● **WHAT IS REQUIRED**
Set the entries below down again, please. Match them exactly.

● **GIVEN RECORDS**
══════════
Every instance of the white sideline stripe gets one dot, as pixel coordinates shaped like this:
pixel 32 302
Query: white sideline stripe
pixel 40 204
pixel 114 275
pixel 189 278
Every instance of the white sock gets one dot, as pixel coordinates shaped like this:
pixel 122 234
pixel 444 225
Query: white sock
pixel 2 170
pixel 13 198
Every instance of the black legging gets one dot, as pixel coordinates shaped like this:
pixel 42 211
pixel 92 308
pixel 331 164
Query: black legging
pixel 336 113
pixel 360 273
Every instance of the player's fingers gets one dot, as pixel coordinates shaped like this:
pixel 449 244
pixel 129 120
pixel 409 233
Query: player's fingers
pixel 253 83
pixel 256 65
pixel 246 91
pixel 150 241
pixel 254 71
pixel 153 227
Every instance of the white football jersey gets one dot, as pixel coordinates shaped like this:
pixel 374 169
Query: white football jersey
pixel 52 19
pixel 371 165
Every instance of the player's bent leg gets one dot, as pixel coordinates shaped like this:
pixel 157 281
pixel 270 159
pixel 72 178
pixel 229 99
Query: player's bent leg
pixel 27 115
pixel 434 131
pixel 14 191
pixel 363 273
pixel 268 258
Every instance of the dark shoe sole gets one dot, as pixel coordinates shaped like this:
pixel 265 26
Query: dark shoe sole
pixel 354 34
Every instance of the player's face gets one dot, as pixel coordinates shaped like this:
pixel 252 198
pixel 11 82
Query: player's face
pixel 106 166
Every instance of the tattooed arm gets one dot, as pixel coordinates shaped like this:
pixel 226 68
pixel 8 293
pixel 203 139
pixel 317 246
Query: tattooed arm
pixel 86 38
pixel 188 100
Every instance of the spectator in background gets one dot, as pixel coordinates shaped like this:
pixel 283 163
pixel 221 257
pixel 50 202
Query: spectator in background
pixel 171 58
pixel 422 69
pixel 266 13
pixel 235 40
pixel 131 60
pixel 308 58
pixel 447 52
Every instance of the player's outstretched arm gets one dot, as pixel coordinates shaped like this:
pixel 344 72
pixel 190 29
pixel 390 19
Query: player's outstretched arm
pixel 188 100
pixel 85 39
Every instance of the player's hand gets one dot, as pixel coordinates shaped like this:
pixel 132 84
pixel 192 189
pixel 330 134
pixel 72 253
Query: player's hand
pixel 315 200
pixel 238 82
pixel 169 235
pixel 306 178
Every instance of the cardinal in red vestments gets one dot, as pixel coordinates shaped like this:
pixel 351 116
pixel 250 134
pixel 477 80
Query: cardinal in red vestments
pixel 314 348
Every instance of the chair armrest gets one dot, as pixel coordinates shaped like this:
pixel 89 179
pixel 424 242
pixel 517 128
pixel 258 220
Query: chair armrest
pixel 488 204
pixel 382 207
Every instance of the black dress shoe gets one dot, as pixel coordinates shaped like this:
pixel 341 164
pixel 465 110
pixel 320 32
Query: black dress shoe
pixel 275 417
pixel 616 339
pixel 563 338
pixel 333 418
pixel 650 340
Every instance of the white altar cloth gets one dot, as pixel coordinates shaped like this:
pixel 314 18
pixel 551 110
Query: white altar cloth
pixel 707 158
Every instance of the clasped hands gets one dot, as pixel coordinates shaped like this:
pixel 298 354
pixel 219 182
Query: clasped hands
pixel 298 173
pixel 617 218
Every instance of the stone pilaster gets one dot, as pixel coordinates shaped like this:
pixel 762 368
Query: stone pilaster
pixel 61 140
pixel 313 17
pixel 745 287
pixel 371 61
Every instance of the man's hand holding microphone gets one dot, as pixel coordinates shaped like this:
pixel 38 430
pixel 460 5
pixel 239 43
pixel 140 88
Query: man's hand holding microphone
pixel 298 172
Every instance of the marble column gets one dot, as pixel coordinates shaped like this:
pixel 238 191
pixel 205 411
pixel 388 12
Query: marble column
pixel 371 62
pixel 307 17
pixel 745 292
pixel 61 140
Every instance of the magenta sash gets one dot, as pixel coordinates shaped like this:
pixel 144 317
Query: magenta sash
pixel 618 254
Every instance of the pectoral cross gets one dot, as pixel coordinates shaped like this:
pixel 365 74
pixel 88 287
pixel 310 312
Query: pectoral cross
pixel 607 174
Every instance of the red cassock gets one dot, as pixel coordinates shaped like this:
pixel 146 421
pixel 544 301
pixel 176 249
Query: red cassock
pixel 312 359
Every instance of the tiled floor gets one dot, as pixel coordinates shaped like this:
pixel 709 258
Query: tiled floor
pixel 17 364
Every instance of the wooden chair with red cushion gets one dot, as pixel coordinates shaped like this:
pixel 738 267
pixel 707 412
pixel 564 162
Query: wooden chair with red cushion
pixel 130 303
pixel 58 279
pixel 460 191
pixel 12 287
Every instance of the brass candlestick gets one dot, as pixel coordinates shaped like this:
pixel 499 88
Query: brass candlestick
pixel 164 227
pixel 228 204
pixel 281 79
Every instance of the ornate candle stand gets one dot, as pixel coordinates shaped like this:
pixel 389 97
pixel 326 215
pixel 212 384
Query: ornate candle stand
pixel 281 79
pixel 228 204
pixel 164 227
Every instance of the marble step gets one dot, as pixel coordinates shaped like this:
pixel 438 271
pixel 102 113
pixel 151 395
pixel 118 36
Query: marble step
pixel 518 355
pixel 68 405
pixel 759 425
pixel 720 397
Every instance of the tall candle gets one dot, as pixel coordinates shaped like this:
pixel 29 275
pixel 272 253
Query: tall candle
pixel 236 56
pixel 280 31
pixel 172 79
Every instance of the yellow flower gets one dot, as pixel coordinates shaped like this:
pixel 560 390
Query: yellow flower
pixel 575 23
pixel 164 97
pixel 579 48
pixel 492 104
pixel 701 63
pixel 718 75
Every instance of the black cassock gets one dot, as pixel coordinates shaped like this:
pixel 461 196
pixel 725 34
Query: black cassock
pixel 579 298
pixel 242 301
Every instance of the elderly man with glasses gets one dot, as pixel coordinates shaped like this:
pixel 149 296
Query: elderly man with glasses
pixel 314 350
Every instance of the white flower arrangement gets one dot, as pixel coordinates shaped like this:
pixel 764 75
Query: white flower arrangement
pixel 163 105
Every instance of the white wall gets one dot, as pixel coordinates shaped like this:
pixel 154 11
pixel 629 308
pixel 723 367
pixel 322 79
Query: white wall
══════════
● **EXERCISE OUTPUT**
Every instance of the white sideline stripe gets one dot, as pixel coordinates shaped like this:
pixel 32 302
Query: white sideline stripe
pixel 40 204
pixel 114 275
pixel 189 278
Every instance of the white sock gets one dot, as pixel coordinates shaped like this:
pixel 122 234
pixel 444 225
Query: white sock
pixel 2 170
pixel 13 198
Every instance of the black legging gets one dot, as pixel coordinates shaped like this:
pixel 42 211
pixel 92 308
pixel 331 164
Query: black legging
pixel 336 113
pixel 360 273
Every instance of the player's fingers gets one dot, as pixel coordinates shaped like this:
pixel 449 244
pixel 129 120
pixel 409 233
Query: player's fingers
pixel 253 83
pixel 256 65
pixel 246 91
pixel 150 241
pixel 254 71
pixel 153 227
Every instance of the white football jersey gets one dot, as pixel coordinates shaped like this:
pixel 374 169
Query: white football jersey
pixel 52 19
pixel 371 165
Every instance of the player's bent leg gets one dot, as pixel coordinates shaped like this:
pixel 157 281
pixel 270 159
pixel 72 178
pixel 229 99
Query: player's bent leg
pixel 27 115
pixel 434 131
pixel 14 191
pixel 363 273
pixel 268 258
Every instance of the dark shoe sole gets one dot, as pixel coordinates shaped like this:
pixel 265 26
Query: dark shoe sole
pixel 354 34
Every instance of the player's face gets one dot, as pixel coordinates shaped like this:
pixel 252 198
pixel 11 82
Query: player's face
pixel 106 166
Every instance of the tattooed arm gets one dot, as pixel coordinates shaped like this:
pixel 226 68
pixel 8 293
pixel 203 139
pixel 317 246
Query: tattooed arm
pixel 86 38
pixel 188 100
Every instance of the spectator in background gets one dot, as pixel coordinates shaped like this:
pixel 283 163
pixel 221 257
pixel 50 202
Query: spectator in background
pixel 171 58
pixel 422 69
pixel 266 13
pixel 235 40
pixel 131 60
pixel 308 58
pixel 447 52
Every instance of the player's outstretched arm gets one dot, as pixel coordinates shaped like this:
pixel 344 72
pixel 190 29
pixel 390 19
Query: player's outstretched arm
pixel 188 100
pixel 85 39
Every instance of the player's hand gets one dot, as pixel coordinates shaped like this:
pixel 132 84
pixel 192 189
pixel 330 134
pixel 72 253
Query: player's hand
pixel 315 200
pixel 238 82
pixel 169 235
pixel 306 178
Every instance of the cardinal in red vestments gets one dot, as pixel coordinates shaped like this:
pixel 351 116
pixel 250 134
pixel 477 80
Query: cardinal in red vestments
pixel 314 348
Every instance of the chair armrest gets one dot, as pixel coordinates shaped like this:
pixel 89 179
pixel 424 242
pixel 517 128
pixel 258 220
Query: chair armrest
pixel 488 204
pixel 382 207
Every instance of the black dress shoe gets one dot, as pixel coordinates shaped like this:
pixel 341 164
pixel 465 110
pixel 320 32
Query: black dress shoe
pixel 275 417
pixel 616 339
pixel 563 338
pixel 333 418
pixel 650 340
Every instance of the white altar cloth gets one dot, as pixel coordinates shaped like this:
pixel 314 18
pixel 551 110
Query: white altar cloth
pixel 707 158
Every instance of the clasped hands gets one dot, as pixel coordinates shaped like this:
pixel 298 354
pixel 219 182
Query: clasped hands
pixel 298 173
pixel 617 218
Every instance of the stone pilaster gets one dot, as pixel coordinates shaped like this:
pixel 762 368
Query: stone pilaster
pixel 61 140
pixel 313 17
pixel 745 287
pixel 371 61
Every instance of the man's hand holding microphone gets one dot, as pixel coordinates shaped like this:
pixel 38 430
pixel 460 5
pixel 239 43
pixel 140 88
Query: man's hand holding microphone
pixel 298 172
Every instance of the marble column gets one dot, as pixel coordinates shaped like this:
pixel 238 191
pixel 205 411
pixel 388 12
Query: marble column
pixel 371 62
pixel 307 17
pixel 745 292
pixel 61 140
Every instance of the magenta sash gets one dot, as pixel coordinates shaped like this:
pixel 144 317
Query: magenta sash
pixel 618 254
Every instance of the pectoral cross gets one dot, as pixel coordinates shaped like this:
pixel 365 74
pixel 88 287
pixel 310 312
Query: pectoral cross
pixel 607 174
Every instance of the red cassock gets one dot, as pixel coordinates shaped like this:
pixel 146 421
pixel 544 301
pixel 176 249
Query: red cassock
pixel 312 359
Every instance of the tiled floor gets one dot, as pixel coordinates shaped like this:
pixel 709 258
Query: tiled floor
pixel 17 364
Every instance of the wooden chair with red cushion gets one dot, as pixel coordinates shaped like this:
pixel 738 267
pixel 707 412
pixel 564 162
Query: wooden chair with red cushion
pixel 130 303
pixel 58 279
pixel 460 191
pixel 12 287
Every instance of the brass candlestick gets one dot, as pixel coordinates shaped like this:
pixel 499 88
Query: brass candlestick
pixel 164 227
pixel 228 204
pixel 281 79
Every instance of the ornate candle stand gets one dot, as pixel coordinates shaped like this:
pixel 389 97
pixel 326 215
pixel 212 384
Query: ornate candle stand
pixel 281 79
pixel 228 204
pixel 164 227
Every instance of the marble step gets one dot, as pixel coordinates shaped like this:
pixel 438 271
pixel 102 113
pixel 151 395
pixel 118 36
Query: marble step
pixel 518 355
pixel 68 405
pixel 759 425
pixel 720 397
Every instance of the tall candle gets one dot, as pixel coordinates shaped like this:
pixel 29 275
pixel 272 253
Query: tall candle
pixel 236 56
pixel 280 31
pixel 172 79
Every instance of the yellow flower gets one dot, as pixel coordinates shaped like this:
pixel 560 390
Query: yellow flower
pixel 575 23
pixel 164 97
pixel 579 48
pixel 492 104
pixel 701 63
pixel 718 75
Every instance of the black cassock gets one dot, as pixel coordinates shaped like this:
pixel 461 196
pixel 725 34
Query: black cassock
pixel 579 298
pixel 242 301
Every instance of the elderly man with glasses gets one dot, as pixel coordinates shaped like this:
pixel 149 296
Query: elderly man with glasses
pixel 314 350
Every instance of the white flower arrangement gets one dot, as pixel coordinates shaped like this:
pixel 764 75
Query: white flower arrangement
pixel 163 105
Every instance of the white wall gets one dot, as pixel coordinates shaped like this:
pixel 154 11
pixel 629 308
pixel 723 367
pixel 322 79
Query: white wall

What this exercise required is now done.